(Data supplied begins)

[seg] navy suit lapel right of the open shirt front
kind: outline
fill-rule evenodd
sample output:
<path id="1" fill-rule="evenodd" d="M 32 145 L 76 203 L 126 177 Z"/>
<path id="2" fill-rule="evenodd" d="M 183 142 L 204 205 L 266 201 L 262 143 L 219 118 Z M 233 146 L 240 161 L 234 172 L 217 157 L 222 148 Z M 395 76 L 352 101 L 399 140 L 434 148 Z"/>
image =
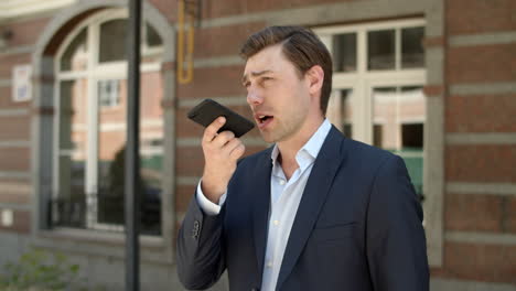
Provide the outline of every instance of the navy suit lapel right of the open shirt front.
<path id="1" fill-rule="evenodd" d="M 290 230 L 276 290 L 280 290 L 281 284 L 292 271 L 310 237 L 319 213 L 333 184 L 338 165 L 343 160 L 341 157 L 342 142 L 343 138 L 341 133 L 332 126 L 304 187 L 303 196 L 301 197 L 298 213 Z"/>

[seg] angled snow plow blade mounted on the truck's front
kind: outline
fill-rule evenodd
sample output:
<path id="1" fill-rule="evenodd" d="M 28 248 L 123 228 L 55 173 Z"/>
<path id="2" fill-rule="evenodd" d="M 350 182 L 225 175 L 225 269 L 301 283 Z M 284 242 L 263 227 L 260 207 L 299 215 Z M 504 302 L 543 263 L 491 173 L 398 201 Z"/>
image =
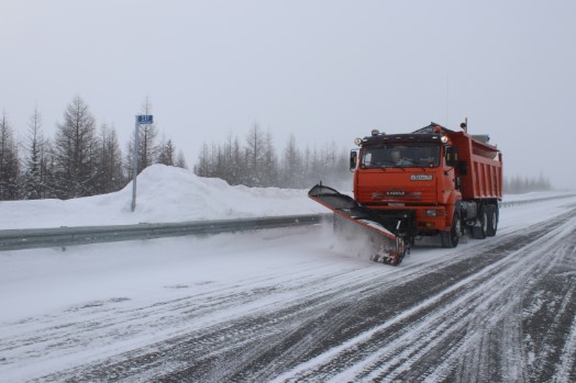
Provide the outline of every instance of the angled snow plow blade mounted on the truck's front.
<path id="1" fill-rule="evenodd" d="M 322 184 L 310 189 L 308 196 L 334 212 L 334 229 L 339 236 L 366 239 L 374 248 L 370 250 L 370 260 L 400 264 L 408 250 L 405 240 L 380 225 L 373 211 L 362 206 L 350 195 Z"/>

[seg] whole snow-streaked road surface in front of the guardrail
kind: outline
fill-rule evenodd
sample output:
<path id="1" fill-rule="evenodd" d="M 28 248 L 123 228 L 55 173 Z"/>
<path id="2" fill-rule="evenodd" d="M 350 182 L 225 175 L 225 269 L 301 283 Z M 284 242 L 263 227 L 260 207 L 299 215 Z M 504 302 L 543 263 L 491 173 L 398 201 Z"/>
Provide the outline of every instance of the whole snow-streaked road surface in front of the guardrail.
<path id="1" fill-rule="evenodd" d="M 324 226 L 0 257 L 10 382 L 576 381 L 574 198 L 399 268 Z"/>

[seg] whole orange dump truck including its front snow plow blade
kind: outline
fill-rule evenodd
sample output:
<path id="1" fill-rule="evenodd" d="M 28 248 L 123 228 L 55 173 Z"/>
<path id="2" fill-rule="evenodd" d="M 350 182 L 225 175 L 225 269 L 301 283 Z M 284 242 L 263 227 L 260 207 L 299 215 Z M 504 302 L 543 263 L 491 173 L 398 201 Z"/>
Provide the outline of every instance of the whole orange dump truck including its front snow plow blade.
<path id="1" fill-rule="evenodd" d="M 356 138 L 354 199 L 321 183 L 309 196 L 376 245 L 373 260 L 399 264 L 423 236 L 456 247 L 462 235 L 494 236 L 502 196 L 502 156 L 486 135 L 431 123 L 410 134 Z"/>

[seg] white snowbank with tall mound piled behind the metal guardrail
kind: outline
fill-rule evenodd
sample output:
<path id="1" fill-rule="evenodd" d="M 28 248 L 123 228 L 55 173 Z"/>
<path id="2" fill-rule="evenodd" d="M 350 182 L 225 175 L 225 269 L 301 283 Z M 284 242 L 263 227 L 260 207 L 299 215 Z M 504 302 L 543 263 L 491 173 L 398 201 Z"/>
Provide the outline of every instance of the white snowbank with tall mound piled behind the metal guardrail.
<path id="1" fill-rule="evenodd" d="M 131 211 L 132 182 L 115 193 L 89 198 L 0 202 L 0 229 L 128 225 L 137 223 L 230 219 L 326 213 L 308 190 L 231 187 L 164 165 L 137 178 L 136 210 Z"/>

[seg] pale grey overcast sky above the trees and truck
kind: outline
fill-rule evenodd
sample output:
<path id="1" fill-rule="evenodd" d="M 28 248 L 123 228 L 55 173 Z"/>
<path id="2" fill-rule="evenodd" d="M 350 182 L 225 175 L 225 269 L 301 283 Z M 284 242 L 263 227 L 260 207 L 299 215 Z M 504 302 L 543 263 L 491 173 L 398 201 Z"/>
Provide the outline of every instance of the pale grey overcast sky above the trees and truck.
<path id="1" fill-rule="evenodd" d="M 2 0 L 0 108 L 23 140 L 75 95 L 125 150 L 146 97 L 191 167 L 258 123 L 284 148 L 431 121 L 488 134 L 505 173 L 576 189 L 576 1 Z"/>

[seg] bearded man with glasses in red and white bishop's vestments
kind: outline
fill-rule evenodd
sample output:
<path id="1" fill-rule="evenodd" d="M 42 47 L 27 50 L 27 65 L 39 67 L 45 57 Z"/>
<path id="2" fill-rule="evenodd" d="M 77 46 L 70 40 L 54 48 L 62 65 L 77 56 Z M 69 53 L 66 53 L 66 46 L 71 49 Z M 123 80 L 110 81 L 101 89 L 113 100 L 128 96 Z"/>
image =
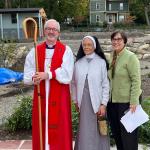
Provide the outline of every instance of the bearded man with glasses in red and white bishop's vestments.
<path id="1" fill-rule="evenodd" d="M 72 150 L 69 83 L 74 58 L 70 47 L 57 41 L 60 26 L 56 20 L 50 19 L 45 23 L 44 33 L 46 41 L 37 45 L 38 72 L 34 48 L 27 55 L 24 67 L 25 84 L 34 84 L 32 149 L 41 150 L 37 92 L 39 85 L 43 150 Z"/>

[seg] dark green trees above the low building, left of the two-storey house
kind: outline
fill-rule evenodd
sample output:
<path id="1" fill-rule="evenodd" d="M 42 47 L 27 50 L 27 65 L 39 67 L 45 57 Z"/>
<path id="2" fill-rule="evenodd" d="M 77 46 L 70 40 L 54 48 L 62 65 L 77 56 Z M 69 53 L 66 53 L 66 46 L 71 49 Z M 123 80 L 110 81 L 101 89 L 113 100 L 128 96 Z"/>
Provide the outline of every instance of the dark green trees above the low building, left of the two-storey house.
<path id="1" fill-rule="evenodd" d="M 42 7 L 48 18 L 64 22 L 67 18 L 74 18 L 78 21 L 87 18 L 88 3 L 89 0 L 3 0 L 3 3 L 0 2 L 0 7 Z"/>

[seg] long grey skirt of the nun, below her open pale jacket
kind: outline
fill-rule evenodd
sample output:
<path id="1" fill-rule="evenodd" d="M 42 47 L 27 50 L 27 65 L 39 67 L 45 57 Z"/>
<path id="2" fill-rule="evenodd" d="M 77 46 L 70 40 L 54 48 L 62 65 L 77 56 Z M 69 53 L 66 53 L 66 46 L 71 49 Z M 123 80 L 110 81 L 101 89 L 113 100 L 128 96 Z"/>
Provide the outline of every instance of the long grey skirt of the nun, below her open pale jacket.
<path id="1" fill-rule="evenodd" d="M 85 81 L 80 119 L 74 150 L 110 150 L 108 136 L 100 136 L 97 115 L 91 104 L 88 81 Z"/>

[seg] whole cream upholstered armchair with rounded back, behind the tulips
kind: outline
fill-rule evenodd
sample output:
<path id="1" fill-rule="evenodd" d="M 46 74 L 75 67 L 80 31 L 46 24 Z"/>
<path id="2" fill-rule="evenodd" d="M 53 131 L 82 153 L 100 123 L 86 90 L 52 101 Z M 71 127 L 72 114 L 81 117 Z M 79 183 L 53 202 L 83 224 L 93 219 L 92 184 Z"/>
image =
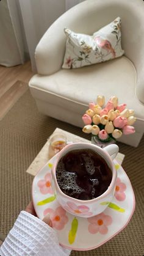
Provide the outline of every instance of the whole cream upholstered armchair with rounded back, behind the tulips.
<path id="1" fill-rule="evenodd" d="M 29 81 L 38 109 L 64 122 L 82 127 L 82 115 L 97 95 L 134 109 L 135 134 L 120 141 L 137 147 L 144 130 L 144 2 L 142 0 L 87 0 L 60 16 L 43 35 L 35 50 L 37 75 Z M 66 36 L 64 27 L 93 34 L 121 17 L 124 56 L 101 64 L 62 69 Z"/>

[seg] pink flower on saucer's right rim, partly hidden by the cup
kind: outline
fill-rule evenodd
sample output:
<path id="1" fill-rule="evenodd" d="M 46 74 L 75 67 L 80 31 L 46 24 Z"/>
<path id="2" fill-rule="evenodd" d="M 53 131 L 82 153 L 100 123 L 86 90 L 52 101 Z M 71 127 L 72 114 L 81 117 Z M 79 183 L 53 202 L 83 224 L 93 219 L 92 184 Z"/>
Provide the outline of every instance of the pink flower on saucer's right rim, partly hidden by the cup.
<path id="1" fill-rule="evenodd" d="M 118 201 L 124 201 L 126 199 L 126 185 L 121 182 L 120 178 L 117 178 L 116 187 L 115 187 L 115 197 Z"/>

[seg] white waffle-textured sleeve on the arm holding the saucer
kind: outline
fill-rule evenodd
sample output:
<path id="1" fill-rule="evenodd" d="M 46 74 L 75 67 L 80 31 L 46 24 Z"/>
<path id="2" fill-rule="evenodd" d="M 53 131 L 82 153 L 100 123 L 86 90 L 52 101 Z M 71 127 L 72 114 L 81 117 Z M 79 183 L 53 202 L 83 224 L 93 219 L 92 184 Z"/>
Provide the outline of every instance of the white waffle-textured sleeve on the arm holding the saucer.
<path id="1" fill-rule="evenodd" d="M 1 256 L 68 256 L 70 252 L 59 245 L 54 229 L 26 211 L 21 211 L 0 248 Z"/>

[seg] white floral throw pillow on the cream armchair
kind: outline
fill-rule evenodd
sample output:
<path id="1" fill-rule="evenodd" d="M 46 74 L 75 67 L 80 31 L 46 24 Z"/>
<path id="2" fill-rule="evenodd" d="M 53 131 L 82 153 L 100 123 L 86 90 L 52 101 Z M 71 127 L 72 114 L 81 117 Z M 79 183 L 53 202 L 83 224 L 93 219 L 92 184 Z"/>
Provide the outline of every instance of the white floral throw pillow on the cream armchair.
<path id="1" fill-rule="evenodd" d="M 121 19 L 118 17 L 93 35 L 65 28 L 67 42 L 62 68 L 81 68 L 123 55 L 120 26 Z"/>

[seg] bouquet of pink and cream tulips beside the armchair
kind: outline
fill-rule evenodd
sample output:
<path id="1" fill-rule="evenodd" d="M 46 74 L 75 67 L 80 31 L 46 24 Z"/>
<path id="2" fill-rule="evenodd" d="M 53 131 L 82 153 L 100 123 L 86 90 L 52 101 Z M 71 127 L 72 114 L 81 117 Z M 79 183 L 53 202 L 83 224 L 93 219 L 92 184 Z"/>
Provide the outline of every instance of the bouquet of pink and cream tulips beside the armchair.
<path id="1" fill-rule="evenodd" d="M 118 98 L 113 96 L 105 105 L 104 96 L 98 96 L 96 104 L 89 103 L 89 108 L 82 116 L 85 123 L 82 131 L 92 133 L 99 141 L 109 142 L 118 139 L 122 134 L 135 133 L 132 126 L 136 120 L 134 110 L 127 109 L 126 104 L 118 104 Z"/>

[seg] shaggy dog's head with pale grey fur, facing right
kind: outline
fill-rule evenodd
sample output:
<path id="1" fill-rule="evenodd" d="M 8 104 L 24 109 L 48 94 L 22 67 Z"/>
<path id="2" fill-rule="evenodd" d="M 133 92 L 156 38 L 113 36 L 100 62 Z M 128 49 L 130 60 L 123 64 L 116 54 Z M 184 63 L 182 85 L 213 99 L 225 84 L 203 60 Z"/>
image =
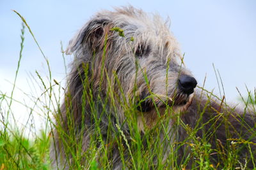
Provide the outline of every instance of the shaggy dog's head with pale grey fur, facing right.
<path id="1" fill-rule="evenodd" d="M 70 41 L 67 52 L 90 65 L 95 89 L 104 68 L 108 78 L 102 85 L 107 88 L 109 79 L 126 97 L 138 96 L 141 112 L 167 104 L 186 110 L 191 103 L 196 80 L 182 66 L 179 46 L 158 15 L 134 8 L 102 11 Z"/>

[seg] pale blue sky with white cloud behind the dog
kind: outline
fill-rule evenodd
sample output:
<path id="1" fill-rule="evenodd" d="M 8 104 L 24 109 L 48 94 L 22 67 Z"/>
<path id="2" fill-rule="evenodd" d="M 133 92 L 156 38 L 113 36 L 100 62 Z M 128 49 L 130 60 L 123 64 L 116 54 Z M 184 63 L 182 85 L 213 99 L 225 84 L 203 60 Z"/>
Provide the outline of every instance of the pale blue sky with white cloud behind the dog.
<path id="1" fill-rule="evenodd" d="M 22 15 L 31 27 L 47 59 L 52 78 L 65 83 L 65 67 L 61 44 L 99 10 L 113 10 L 115 6 L 132 5 L 148 13 L 170 17 L 170 30 L 185 53 L 186 67 L 193 73 L 198 85 L 220 95 L 214 68 L 218 69 L 225 97 L 231 103 L 256 86 L 256 1 L 0 1 L 0 91 L 10 94 L 20 52 L 21 20 L 12 10 Z M 72 55 L 65 56 L 67 62 Z M 47 77 L 47 64 L 33 38 L 26 29 L 24 50 L 20 61 L 17 87 L 31 93 L 29 79 L 35 71 Z M 14 97 L 26 101 L 20 90 Z M 24 98 L 23 98 L 24 97 Z M 19 106 L 15 107 L 20 110 Z"/>

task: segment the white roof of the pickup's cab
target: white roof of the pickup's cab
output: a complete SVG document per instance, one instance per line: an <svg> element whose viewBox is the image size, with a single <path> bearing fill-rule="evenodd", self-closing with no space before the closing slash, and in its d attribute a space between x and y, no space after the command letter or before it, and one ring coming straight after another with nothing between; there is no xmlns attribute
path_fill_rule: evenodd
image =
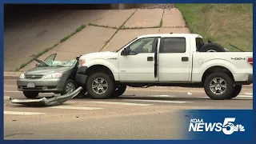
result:
<svg viewBox="0 0 256 144"><path fill-rule="evenodd" d="M147 38L147 37L201 37L201 35L199 34L145 34L145 35L141 35L138 38Z"/></svg>

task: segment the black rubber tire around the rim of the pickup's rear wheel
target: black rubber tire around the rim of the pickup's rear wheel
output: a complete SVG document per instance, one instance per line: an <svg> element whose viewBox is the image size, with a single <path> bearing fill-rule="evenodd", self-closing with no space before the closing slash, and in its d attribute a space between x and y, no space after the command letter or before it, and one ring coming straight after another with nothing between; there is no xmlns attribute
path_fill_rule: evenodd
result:
<svg viewBox="0 0 256 144"><path fill-rule="evenodd" d="M222 78L224 81L222 82L222 85L224 85L224 82L226 83L226 89L222 89L224 90L224 92L222 94L217 94L218 91L220 90L216 90L216 94L214 94L214 90L210 89L210 84L213 82L214 78L217 78L217 80L219 78ZM219 83L216 84L216 86L218 86L218 88L220 88L220 86L218 85ZM215 89L215 88L213 88ZM231 94L234 91L234 82L232 80L232 78L230 78L230 76L226 73L223 72L215 72L212 74L209 74L205 81L204 81L204 90L206 92L206 94L214 100L223 100L223 99L228 99L230 98Z"/></svg>

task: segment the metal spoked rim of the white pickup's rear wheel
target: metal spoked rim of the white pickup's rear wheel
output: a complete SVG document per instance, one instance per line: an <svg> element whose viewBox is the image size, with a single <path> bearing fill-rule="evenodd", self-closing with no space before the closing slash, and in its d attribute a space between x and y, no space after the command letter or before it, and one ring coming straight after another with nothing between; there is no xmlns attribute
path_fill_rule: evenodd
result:
<svg viewBox="0 0 256 144"><path fill-rule="evenodd" d="M225 93L226 81L223 78L214 78L210 82L210 91L218 95Z"/></svg>

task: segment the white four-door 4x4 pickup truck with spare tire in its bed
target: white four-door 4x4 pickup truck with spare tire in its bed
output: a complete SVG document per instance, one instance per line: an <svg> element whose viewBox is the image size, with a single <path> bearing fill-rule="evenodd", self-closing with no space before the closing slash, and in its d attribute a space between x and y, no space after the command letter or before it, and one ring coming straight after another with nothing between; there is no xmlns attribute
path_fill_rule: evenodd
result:
<svg viewBox="0 0 256 144"><path fill-rule="evenodd" d="M203 86L210 98L222 100L253 82L252 52L226 52L199 34L142 35L78 61L76 80L92 98L118 97L126 86Z"/></svg>

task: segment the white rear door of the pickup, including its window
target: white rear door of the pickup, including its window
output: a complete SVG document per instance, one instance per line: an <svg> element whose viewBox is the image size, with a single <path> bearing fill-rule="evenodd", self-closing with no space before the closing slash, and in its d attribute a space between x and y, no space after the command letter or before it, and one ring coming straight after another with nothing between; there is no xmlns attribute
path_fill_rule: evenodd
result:
<svg viewBox="0 0 256 144"><path fill-rule="evenodd" d="M162 37L159 47L158 74L160 82L190 81L190 39Z"/></svg>

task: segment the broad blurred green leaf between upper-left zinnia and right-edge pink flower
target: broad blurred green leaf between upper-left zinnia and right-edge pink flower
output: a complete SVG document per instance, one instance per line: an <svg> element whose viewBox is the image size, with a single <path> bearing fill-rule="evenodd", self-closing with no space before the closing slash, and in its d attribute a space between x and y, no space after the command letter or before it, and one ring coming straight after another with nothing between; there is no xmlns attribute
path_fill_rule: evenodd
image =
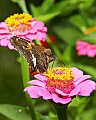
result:
<svg viewBox="0 0 96 120"><path fill-rule="evenodd" d="M76 40L81 35L81 32L71 25L66 26L66 24L62 23L55 25L53 30L64 42L75 45Z"/></svg>

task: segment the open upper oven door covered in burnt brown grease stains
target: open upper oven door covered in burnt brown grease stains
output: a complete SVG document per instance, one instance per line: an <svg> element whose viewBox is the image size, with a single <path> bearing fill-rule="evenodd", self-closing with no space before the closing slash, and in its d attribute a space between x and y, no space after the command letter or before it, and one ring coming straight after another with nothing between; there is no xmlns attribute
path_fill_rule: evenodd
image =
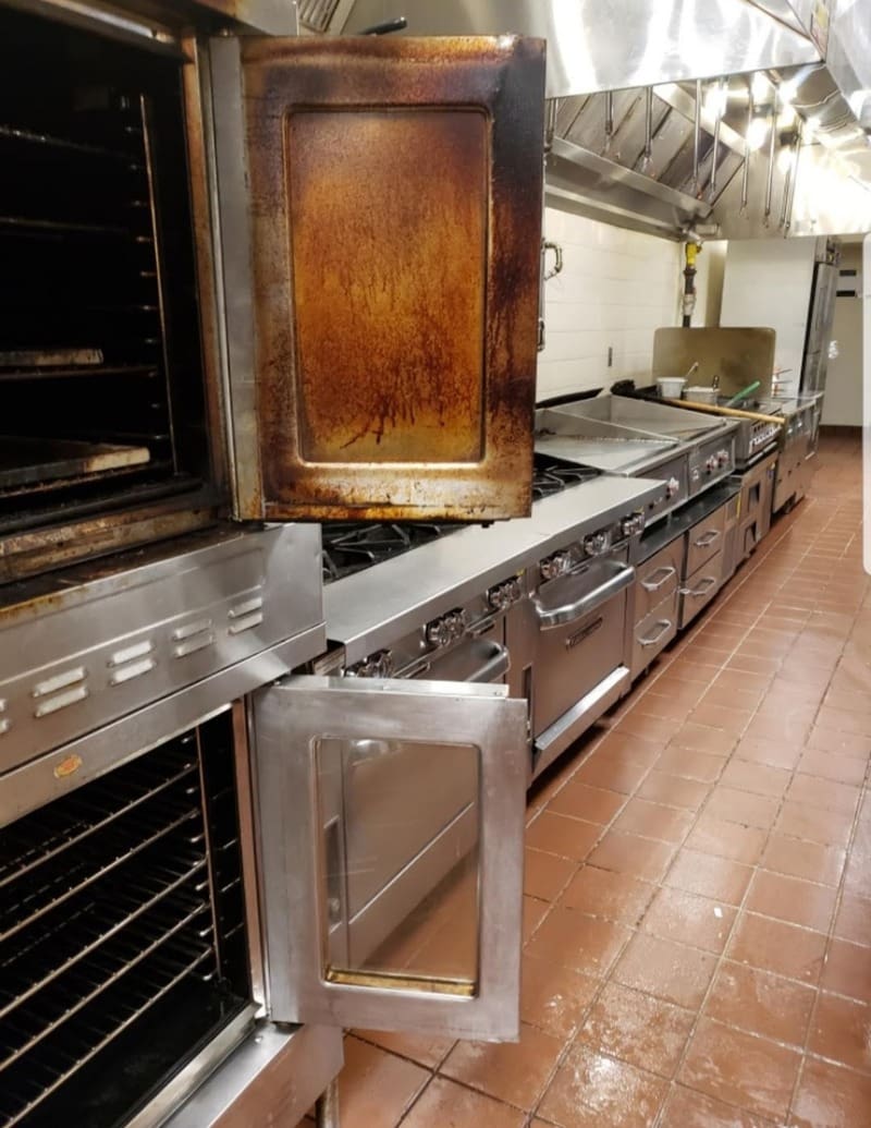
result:
<svg viewBox="0 0 871 1128"><path fill-rule="evenodd" d="M543 42L210 56L237 515L528 515Z"/></svg>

(Data supplied ends)

== Try it ==
Considering the entries above, how many lines contain "broad"? Give that number with nothing else.

== Answer to this problem ==
2